Dataset rows:
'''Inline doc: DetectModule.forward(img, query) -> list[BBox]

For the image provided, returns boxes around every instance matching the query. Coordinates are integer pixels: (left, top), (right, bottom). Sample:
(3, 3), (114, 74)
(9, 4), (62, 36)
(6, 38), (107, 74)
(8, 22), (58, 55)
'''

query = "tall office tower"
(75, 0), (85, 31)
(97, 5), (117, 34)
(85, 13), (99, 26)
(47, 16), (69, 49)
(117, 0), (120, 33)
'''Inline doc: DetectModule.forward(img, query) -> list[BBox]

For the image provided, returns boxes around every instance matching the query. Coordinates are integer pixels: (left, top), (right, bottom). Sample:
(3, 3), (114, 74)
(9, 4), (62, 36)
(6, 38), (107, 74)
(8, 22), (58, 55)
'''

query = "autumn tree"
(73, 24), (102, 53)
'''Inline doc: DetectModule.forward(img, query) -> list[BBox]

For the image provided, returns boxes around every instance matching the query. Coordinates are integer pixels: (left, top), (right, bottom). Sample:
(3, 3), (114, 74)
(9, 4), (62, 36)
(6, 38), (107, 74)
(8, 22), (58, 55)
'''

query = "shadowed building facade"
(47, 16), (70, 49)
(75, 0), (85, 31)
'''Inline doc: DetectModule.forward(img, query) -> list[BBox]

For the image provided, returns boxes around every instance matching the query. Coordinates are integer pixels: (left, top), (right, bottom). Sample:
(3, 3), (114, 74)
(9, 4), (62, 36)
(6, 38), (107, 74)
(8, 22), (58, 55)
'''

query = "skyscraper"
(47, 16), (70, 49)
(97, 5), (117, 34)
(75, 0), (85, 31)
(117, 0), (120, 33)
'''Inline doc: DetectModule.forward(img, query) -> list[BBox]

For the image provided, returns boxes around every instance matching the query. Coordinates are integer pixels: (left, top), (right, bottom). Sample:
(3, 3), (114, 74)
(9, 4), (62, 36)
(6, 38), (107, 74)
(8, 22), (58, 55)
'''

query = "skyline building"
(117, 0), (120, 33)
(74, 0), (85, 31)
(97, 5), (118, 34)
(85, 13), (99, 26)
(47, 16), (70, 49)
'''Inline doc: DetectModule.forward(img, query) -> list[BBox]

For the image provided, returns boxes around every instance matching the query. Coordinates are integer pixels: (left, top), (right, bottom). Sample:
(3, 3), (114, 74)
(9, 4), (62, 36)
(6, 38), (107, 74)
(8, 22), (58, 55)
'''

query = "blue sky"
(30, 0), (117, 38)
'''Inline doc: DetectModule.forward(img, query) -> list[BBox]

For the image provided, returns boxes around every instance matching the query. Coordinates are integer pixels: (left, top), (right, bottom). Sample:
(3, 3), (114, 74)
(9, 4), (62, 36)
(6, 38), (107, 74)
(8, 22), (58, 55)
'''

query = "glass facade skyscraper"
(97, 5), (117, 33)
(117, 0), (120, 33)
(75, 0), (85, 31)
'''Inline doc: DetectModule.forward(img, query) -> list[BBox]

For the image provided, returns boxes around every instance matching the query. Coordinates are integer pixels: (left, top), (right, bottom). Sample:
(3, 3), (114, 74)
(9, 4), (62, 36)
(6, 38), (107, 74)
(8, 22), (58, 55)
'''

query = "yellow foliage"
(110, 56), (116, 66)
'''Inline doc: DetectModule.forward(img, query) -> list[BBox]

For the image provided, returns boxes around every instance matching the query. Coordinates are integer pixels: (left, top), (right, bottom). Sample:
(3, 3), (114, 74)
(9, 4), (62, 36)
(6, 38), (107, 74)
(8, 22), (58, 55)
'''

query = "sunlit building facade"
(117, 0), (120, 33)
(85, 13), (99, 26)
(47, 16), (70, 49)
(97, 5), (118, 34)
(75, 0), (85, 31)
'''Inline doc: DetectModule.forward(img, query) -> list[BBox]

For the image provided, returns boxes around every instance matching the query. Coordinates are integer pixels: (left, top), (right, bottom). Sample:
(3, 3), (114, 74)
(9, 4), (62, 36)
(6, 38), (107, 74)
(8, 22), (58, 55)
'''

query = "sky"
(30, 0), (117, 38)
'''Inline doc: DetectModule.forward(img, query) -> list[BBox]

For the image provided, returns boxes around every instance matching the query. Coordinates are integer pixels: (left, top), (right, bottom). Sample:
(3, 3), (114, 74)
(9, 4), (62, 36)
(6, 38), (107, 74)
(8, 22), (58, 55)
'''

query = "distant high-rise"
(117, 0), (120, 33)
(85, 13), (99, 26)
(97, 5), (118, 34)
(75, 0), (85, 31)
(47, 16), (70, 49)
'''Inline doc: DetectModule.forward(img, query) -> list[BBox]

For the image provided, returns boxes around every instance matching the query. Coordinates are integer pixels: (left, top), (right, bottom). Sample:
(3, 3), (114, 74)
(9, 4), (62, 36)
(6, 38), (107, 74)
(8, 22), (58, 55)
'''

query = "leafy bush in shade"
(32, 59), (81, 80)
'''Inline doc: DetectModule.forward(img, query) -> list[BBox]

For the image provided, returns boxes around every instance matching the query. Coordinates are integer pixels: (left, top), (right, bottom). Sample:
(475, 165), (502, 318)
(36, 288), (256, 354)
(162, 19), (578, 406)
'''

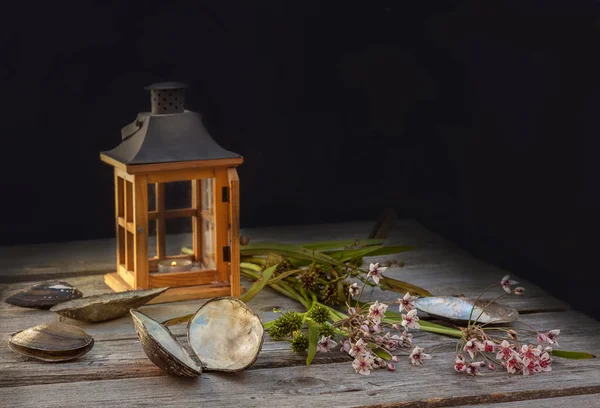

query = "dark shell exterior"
(188, 297), (264, 372)
(415, 296), (519, 324)
(50, 288), (169, 323)
(8, 323), (94, 362)
(130, 310), (202, 377)
(6, 281), (83, 309)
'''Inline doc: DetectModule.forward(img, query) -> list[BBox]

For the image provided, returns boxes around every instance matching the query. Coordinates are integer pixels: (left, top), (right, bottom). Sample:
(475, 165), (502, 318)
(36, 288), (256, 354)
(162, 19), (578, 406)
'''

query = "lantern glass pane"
(200, 178), (215, 269)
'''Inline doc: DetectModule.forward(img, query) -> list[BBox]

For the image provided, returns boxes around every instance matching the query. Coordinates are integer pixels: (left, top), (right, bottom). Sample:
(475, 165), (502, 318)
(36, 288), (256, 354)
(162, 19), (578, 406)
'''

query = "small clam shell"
(188, 297), (264, 371)
(50, 288), (169, 322)
(415, 296), (519, 324)
(8, 323), (94, 362)
(6, 281), (83, 309)
(130, 310), (202, 377)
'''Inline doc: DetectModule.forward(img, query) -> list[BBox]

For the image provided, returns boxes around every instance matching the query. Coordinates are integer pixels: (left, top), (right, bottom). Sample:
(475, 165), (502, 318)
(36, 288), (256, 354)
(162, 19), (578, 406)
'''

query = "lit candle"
(158, 259), (193, 272)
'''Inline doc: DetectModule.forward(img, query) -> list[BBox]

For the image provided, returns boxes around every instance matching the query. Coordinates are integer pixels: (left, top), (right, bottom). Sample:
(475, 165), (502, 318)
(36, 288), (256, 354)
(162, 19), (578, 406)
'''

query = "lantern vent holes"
(150, 89), (185, 115)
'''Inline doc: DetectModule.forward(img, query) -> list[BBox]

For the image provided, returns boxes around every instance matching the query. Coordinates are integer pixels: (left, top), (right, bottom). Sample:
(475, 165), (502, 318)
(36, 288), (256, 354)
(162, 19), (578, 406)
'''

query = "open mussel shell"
(415, 296), (519, 324)
(8, 323), (94, 362)
(188, 297), (264, 371)
(50, 288), (169, 322)
(130, 310), (202, 377)
(6, 281), (83, 309)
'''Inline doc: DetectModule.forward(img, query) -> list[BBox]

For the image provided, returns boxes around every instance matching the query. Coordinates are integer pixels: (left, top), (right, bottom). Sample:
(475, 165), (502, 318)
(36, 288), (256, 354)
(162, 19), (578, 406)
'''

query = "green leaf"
(240, 265), (277, 302)
(306, 319), (319, 365)
(371, 345), (392, 361)
(552, 350), (596, 360)
(300, 239), (384, 251)
(379, 276), (433, 297)
(240, 262), (262, 273)
(240, 242), (339, 265)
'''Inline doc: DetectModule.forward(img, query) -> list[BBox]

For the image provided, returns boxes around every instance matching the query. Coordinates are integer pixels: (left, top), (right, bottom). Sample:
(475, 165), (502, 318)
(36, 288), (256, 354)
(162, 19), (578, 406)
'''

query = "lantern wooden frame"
(100, 153), (243, 303)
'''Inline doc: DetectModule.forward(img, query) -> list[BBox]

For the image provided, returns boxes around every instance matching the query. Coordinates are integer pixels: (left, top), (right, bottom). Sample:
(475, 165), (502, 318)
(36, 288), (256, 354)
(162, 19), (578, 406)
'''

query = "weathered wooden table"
(0, 220), (600, 408)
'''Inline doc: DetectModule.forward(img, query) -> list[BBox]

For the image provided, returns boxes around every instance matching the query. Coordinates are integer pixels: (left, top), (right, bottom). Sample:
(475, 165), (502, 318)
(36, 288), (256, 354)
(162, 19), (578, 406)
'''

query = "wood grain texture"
(456, 394), (600, 408)
(0, 220), (600, 408)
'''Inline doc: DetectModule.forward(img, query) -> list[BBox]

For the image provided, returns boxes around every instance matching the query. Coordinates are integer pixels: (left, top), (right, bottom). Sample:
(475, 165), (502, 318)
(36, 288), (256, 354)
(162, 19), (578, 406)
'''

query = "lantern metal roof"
(102, 82), (241, 165)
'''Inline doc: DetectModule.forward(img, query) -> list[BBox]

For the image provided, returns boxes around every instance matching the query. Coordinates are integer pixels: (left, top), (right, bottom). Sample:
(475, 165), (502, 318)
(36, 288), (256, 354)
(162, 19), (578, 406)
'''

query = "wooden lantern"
(100, 83), (243, 303)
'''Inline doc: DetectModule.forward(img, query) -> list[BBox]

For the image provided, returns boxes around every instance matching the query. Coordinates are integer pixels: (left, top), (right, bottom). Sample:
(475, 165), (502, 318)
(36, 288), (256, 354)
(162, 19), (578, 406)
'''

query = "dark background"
(0, 0), (600, 316)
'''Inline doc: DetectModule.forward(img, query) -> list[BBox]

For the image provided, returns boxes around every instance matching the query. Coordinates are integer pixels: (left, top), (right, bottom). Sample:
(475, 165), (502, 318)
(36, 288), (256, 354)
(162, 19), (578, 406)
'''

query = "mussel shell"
(6, 281), (83, 309)
(130, 310), (202, 377)
(415, 296), (519, 324)
(188, 297), (264, 372)
(8, 323), (94, 362)
(50, 288), (169, 323)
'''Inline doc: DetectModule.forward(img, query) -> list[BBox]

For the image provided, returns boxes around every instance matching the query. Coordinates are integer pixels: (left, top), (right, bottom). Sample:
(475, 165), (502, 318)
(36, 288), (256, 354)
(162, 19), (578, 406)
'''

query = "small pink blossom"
(402, 309), (421, 329)
(538, 353), (552, 371)
(481, 340), (496, 353)
(317, 336), (337, 353)
(398, 292), (417, 313)
(369, 300), (388, 323)
(463, 339), (481, 358)
(500, 275), (519, 293)
(523, 358), (539, 375)
(352, 354), (373, 375)
(546, 329), (560, 346)
(408, 347), (431, 365)
(506, 354), (523, 374)
(348, 339), (367, 357)
(496, 340), (516, 360)
(520, 344), (541, 360)
(367, 262), (387, 285)
(465, 361), (485, 375)
(454, 354), (467, 373)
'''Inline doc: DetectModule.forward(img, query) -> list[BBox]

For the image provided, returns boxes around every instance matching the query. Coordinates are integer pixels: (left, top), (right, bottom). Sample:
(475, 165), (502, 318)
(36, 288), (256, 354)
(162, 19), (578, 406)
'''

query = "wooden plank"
(115, 169), (126, 268)
(0, 306), (600, 387)
(148, 255), (194, 272)
(133, 175), (149, 289)
(148, 167), (215, 183)
(118, 265), (135, 289)
(191, 180), (204, 262)
(228, 168), (240, 297)
(149, 269), (217, 288)
(0, 326), (600, 408)
(456, 394), (600, 408)
(214, 169), (229, 281)
(124, 157), (244, 174)
(155, 183), (167, 259)
(148, 208), (197, 221)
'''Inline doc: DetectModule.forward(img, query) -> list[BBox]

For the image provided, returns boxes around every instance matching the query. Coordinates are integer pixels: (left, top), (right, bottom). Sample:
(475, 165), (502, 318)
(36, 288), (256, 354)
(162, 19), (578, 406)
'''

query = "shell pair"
(130, 297), (264, 377)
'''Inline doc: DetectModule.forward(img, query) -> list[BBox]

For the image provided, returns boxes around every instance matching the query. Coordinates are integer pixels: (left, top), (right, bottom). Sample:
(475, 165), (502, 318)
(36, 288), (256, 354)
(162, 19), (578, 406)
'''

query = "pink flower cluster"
(454, 330), (560, 375)
(332, 288), (431, 375)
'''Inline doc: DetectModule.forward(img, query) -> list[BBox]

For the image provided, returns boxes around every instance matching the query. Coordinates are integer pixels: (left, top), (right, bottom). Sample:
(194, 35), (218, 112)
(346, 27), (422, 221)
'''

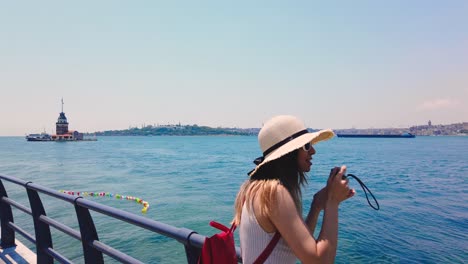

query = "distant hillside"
(95, 122), (468, 136)
(96, 125), (259, 136)
(334, 122), (468, 136)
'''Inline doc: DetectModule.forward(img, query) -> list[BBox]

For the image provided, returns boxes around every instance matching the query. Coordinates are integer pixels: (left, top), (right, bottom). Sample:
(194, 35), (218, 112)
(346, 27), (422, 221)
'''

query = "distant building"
(52, 98), (83, 141)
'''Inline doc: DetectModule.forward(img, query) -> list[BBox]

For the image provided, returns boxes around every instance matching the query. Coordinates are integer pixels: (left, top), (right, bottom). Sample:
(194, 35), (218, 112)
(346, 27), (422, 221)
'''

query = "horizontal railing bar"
(27, 182), (77, 204)
(76, 199), (205, 245)
(8, 222), (36, 244)
(92, 240), (143, 263)
(39, 215), (81, 241)
(2, 197), (32, 215)
(0, 175), (29, 187)
(46, 248), (73, 264)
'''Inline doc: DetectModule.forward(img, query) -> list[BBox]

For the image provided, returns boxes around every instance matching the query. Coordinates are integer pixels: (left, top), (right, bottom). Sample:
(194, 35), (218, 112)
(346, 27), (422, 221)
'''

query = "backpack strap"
(253, 231), (281, 264)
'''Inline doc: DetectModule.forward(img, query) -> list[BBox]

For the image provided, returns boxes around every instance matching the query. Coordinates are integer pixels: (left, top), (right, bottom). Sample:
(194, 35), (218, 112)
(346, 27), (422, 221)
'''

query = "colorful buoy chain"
(59, 190), (149, 213)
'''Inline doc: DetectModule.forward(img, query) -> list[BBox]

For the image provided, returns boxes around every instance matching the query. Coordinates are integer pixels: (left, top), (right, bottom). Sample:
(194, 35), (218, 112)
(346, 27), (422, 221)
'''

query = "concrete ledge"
(0, 239), (37, 264)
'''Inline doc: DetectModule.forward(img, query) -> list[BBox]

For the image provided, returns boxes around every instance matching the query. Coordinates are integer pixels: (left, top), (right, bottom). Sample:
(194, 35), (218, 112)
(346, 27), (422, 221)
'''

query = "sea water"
(0, 136), (468, 263)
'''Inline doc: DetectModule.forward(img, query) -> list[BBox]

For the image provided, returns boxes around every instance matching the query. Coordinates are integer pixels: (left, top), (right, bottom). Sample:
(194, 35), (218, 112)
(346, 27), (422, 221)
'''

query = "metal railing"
(0, 175), (241, 264)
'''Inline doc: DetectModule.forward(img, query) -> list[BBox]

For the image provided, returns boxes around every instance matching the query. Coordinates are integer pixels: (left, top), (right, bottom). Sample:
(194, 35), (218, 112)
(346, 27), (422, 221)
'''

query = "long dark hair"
(250, 150), (307, 211)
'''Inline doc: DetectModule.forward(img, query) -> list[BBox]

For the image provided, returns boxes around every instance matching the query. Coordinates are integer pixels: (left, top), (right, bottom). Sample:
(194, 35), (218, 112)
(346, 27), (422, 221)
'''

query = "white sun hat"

What to do:
Gather every line in the rows above that contains the word "facade", and copy each one without changes.

Answer to the task:
query = "shadowed building facade"
query = "glass facade skyscraper"
query = "sunlit building facade"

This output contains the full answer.